◆ REQUIRED WORK
**a.** In the passage on equinoxes and the Celestial Sphere, what other name is given for the vernal equinox?
**b.** Carry on the passage on equinoxes and the Celestial Sphere, picking up after its final sentence.

◆ READING TEXT
Many references to an “equinox” occur in metal, undoubtedly referencing the importance of equinoxes to ancient, agrarian-based cultures. A notable reference to the word in metal occurs as a song title in the somewhat infamously twice recorded album Obsessed By Cruelty by Teutonic thrash metal giants Sodom.

My personal preference is for the second recording, done for a proper, domestic German release on Steamhammer. Compare the two recordings of the song for yourself. A glance at the broken English lyrics of the song reveals nothing of note, astronomy related, anyway.
The vernal equinox, also known as the First Point in Aries, is a location on the Celestial Sphere where the Ecliptic crosses the Celestial Equator (the opposite point of crossing is the autumnal equinox). The Celestial Sphere is an imaginary construct that reflects the geometry of the sky as seen from Earth. Our perspective on Earth depicts the entire sky as a sphere of essentially infinite radius, centered on the Earth, with all celestial objects residing on the inside surface of the sphere. Many cultures of the past (and some of the present, unfortunately), notably the Aristotelian Greeks, viewed the Celestial Sphere as a literal picture of a geocentric universe with all celestial motion tracing a perfect circle about the Earth.
The model, though entirely incorrect as a literal interpretation of the structure of the Universe, does a good job of predicting and explaining diurnal motion, lunar phases, and the seasons. Even subtle, complicated motions such as precession were initially explained in terms of a geocentric universe. As I’ve previously described, the geocentric model falls apart completely when trying to explain planetary motion, ultimately leading to the Copernican revolution, referenced quite nicely on Heliocentric and Anthropocentric by The Ocean.
The following graphic (click on it) depicts the basic idea of the Celestial Sphere.

The Celestial Poles are the projections of the Earth’s geographic poles on to the Sphere. As the Earth rotates in a Solar day, we see the daily, or diurnal, motion of objects as a series of concentric circles centered on the celestial poles.

Data records:
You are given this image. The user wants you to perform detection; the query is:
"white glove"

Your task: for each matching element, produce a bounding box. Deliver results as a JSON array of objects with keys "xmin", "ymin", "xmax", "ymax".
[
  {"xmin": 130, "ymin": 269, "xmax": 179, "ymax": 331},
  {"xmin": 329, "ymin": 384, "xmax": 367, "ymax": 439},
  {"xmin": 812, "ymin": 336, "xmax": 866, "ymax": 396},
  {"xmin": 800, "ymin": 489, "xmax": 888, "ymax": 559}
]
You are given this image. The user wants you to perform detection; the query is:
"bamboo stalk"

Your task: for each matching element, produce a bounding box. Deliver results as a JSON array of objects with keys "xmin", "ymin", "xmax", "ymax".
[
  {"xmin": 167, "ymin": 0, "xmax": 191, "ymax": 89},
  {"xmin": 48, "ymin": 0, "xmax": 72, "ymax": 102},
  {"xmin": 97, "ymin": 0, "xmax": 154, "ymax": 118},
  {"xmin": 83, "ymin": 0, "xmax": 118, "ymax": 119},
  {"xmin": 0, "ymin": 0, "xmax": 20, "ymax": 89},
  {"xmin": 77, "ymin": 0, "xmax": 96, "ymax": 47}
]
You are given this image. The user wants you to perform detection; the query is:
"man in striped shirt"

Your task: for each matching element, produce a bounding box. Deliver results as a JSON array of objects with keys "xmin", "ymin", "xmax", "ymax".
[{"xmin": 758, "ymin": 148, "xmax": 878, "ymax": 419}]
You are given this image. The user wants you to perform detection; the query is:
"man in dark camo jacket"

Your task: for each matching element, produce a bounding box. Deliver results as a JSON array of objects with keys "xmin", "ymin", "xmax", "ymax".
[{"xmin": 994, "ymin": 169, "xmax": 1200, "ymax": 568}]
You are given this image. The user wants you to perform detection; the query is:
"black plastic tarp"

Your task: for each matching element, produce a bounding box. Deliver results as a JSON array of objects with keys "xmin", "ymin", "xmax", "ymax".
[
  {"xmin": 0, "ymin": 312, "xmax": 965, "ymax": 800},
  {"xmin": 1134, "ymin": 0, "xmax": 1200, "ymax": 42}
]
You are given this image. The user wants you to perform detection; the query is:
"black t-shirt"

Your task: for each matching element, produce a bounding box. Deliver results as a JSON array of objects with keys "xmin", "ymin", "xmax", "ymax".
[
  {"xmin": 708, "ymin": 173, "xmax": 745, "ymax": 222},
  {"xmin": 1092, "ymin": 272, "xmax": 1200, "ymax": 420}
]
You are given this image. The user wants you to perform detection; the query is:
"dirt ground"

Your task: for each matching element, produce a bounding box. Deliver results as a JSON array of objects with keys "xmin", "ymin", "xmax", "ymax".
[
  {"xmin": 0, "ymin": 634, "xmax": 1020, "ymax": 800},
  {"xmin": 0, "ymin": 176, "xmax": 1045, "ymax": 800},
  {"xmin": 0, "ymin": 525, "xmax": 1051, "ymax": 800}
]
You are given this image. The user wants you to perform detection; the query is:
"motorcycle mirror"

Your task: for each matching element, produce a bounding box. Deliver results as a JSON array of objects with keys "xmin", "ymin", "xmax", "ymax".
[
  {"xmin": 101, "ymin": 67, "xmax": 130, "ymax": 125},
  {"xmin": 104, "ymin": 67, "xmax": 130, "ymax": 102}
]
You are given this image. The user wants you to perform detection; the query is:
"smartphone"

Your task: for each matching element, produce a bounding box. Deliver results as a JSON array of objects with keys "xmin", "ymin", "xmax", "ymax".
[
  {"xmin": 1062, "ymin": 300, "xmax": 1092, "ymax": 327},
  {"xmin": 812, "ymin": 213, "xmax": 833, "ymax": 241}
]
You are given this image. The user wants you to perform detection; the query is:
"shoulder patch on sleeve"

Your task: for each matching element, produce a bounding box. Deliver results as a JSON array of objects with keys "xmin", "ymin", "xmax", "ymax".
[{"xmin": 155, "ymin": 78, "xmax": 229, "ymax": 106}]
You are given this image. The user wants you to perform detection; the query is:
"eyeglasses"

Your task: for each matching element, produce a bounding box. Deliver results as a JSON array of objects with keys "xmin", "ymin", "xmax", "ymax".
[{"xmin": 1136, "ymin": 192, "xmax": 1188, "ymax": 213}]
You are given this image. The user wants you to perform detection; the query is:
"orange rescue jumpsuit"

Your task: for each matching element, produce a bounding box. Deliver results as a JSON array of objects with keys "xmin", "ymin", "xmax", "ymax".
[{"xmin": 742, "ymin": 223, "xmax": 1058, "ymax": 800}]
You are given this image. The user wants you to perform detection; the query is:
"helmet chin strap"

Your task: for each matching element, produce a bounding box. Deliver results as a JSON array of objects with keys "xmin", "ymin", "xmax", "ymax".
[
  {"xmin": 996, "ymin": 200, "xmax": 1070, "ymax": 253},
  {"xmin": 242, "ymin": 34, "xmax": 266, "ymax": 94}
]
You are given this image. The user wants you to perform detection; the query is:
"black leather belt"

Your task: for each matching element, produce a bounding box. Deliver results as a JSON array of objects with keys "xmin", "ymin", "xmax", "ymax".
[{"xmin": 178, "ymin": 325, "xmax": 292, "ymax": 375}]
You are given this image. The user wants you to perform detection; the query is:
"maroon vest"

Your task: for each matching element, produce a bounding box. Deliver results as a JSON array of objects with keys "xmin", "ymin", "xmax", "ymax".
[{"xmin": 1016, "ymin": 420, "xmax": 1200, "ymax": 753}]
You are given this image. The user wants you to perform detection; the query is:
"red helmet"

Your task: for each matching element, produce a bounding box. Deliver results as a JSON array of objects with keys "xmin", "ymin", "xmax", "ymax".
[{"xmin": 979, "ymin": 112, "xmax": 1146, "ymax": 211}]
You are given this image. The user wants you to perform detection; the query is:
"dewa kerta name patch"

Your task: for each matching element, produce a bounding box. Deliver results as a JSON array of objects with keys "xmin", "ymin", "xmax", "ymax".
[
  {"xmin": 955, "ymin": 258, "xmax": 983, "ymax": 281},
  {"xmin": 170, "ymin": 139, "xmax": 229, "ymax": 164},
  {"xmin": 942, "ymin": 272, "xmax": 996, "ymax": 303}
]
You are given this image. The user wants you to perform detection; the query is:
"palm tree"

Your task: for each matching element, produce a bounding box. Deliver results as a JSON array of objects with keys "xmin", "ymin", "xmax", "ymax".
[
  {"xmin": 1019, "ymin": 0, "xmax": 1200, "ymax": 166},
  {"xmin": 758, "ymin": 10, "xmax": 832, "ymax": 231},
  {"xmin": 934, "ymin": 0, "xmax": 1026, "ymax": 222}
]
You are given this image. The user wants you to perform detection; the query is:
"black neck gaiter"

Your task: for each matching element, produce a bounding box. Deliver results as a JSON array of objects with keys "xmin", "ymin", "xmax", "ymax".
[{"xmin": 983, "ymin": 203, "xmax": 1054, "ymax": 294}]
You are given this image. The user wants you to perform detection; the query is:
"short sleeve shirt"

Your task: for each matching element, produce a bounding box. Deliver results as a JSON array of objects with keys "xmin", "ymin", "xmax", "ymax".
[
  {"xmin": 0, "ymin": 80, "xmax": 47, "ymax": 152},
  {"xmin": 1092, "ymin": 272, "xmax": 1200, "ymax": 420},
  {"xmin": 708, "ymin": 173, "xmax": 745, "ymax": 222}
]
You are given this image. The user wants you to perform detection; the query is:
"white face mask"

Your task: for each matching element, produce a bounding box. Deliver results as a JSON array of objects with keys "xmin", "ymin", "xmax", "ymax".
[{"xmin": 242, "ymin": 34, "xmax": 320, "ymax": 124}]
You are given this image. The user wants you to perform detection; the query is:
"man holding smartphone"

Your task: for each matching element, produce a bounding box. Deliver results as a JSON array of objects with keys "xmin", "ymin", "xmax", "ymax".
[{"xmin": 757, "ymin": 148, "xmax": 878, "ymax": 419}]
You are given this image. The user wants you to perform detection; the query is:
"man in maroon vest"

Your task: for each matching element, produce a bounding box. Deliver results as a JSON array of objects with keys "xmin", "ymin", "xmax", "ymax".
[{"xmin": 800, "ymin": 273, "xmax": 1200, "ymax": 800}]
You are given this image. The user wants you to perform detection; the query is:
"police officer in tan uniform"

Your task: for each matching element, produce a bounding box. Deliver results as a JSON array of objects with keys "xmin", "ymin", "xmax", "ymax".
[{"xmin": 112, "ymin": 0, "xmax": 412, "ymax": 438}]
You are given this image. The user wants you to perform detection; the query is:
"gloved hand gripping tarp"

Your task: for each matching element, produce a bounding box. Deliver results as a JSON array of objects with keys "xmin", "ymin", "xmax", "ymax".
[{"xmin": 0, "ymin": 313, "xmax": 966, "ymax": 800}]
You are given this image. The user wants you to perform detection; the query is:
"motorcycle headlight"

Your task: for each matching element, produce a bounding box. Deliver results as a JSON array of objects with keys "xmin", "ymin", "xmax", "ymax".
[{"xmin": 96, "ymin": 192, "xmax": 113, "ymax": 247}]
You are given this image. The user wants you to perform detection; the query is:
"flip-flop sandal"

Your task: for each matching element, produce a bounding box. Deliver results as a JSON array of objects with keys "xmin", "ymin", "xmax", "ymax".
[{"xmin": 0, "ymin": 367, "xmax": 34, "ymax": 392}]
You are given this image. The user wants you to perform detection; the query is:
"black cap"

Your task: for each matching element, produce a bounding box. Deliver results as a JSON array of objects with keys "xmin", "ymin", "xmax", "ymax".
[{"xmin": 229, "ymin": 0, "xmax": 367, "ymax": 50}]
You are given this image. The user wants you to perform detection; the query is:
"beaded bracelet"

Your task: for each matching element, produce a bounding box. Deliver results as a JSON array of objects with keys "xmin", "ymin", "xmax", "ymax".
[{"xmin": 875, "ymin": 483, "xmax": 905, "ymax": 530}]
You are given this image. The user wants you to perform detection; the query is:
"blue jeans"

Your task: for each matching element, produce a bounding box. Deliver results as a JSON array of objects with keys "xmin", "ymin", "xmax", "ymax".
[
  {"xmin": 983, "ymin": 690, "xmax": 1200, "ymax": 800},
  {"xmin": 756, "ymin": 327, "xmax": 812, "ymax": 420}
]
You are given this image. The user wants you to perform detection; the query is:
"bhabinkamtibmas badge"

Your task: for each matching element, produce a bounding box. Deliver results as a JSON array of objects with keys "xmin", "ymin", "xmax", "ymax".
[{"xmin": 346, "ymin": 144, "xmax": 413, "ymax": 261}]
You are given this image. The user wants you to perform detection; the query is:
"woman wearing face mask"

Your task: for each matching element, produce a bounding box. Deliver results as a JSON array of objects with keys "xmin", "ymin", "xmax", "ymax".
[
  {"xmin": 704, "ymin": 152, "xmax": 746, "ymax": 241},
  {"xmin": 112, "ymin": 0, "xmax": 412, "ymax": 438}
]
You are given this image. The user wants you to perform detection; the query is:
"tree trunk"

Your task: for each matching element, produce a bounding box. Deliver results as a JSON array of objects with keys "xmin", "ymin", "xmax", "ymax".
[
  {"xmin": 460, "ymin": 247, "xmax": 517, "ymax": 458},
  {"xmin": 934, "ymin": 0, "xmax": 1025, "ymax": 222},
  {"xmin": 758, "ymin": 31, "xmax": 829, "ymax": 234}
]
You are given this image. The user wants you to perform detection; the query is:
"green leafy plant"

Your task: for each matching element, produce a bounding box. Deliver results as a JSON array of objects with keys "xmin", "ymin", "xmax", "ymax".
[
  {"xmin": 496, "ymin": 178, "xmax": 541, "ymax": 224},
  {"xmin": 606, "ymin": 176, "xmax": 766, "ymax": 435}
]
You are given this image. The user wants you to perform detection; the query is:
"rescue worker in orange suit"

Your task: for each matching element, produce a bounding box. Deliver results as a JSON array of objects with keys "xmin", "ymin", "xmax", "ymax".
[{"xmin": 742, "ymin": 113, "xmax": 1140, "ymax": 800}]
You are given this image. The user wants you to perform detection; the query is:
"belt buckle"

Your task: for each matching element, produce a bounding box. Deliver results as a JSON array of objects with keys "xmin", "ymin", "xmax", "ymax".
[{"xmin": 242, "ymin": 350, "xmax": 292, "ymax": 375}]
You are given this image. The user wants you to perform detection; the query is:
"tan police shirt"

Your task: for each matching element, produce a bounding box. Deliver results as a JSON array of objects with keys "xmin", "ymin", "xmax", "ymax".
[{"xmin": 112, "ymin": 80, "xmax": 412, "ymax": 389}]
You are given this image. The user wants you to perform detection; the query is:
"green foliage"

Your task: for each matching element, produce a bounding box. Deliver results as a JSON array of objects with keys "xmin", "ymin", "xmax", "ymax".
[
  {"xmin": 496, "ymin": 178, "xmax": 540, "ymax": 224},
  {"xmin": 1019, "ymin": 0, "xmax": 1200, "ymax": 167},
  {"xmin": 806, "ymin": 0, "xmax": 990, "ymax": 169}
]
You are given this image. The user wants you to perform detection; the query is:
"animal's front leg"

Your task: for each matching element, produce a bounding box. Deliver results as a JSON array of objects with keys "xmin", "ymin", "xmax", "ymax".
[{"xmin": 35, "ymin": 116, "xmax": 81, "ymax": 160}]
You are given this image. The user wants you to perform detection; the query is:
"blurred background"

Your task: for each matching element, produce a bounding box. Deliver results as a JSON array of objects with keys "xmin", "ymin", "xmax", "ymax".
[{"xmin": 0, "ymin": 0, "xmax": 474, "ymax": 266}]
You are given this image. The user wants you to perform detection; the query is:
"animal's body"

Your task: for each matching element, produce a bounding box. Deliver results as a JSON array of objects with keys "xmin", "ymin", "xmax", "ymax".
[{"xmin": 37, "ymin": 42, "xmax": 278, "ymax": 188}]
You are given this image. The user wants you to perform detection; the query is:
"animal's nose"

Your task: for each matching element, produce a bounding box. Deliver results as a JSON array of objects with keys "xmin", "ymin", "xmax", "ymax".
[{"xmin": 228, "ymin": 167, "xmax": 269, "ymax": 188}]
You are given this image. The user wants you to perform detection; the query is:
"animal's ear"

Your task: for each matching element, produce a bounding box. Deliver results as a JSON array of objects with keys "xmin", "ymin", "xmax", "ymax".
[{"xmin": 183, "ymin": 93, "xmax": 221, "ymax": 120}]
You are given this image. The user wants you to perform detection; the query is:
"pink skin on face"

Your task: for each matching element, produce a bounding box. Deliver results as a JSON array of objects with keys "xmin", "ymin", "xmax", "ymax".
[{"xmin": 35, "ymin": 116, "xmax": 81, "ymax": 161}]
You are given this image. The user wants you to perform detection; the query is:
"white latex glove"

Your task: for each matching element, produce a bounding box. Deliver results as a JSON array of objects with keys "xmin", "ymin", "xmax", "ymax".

◆ ANSWERS TO THE EXERCISE
**a.** The First Point in Aries.

**b.**
This motion is easily photographed from the Earth’s surface as a star trail photograph, which beautifully depicts this effect.

A Solar day is a rotation of the Earth with respect to the Sun, equal to 24 hours. However, the Earth is orbiting the Sun; therefore, a Sidereal day, a rotation of the Earth 360 degrees with respect to the background stars, is a bit shorter (see graphic below). This rotation requires 23h 56min, four minutes less than a Solar day. The Earth requires another four minutes to rotate such that the Sun is in the same position as seen from the Earth. The effect of this difference is that we see the stars rise and set four minutes earlier every day; therefore, the visible constellations in the night sky slowly change through the year.

The word sidereal (well, the Latin root sideris, anyway) is referenced once in awhile in metal. The Latin origin of the word means “from the stars,” giving rise to all sorts of references to cosmic infinity and so on. The recent album from Italian black metal band Nox Illunis, In Sideris Penumbra, is an example (the words “sidereal” and “penumbra” have nothing to do with each other, by the way, although both are astronomical terms).

The Celestial Equator is the Earth’s geographic equator projected on to the sky; hence, the Celestial Equator is 90 degrees from the Celestial Poles and splits the Celestial Sphere into two hemispheres. The Ecliptic is a projection of the Earth’s orbit around the Sun (click on the following graphic).

As the Earth orbits the Sun, we see the Sun move slightly eastward along the Ecliptic, from one Solar day to the next. The Ecliptic is inclined 23.5 degrees with respect to the Celestial Equator because the Earth’s equatorial plane is inclined by the same amount with respect to the Earth’s orbital plane about the Sun, giving the Earth seasons.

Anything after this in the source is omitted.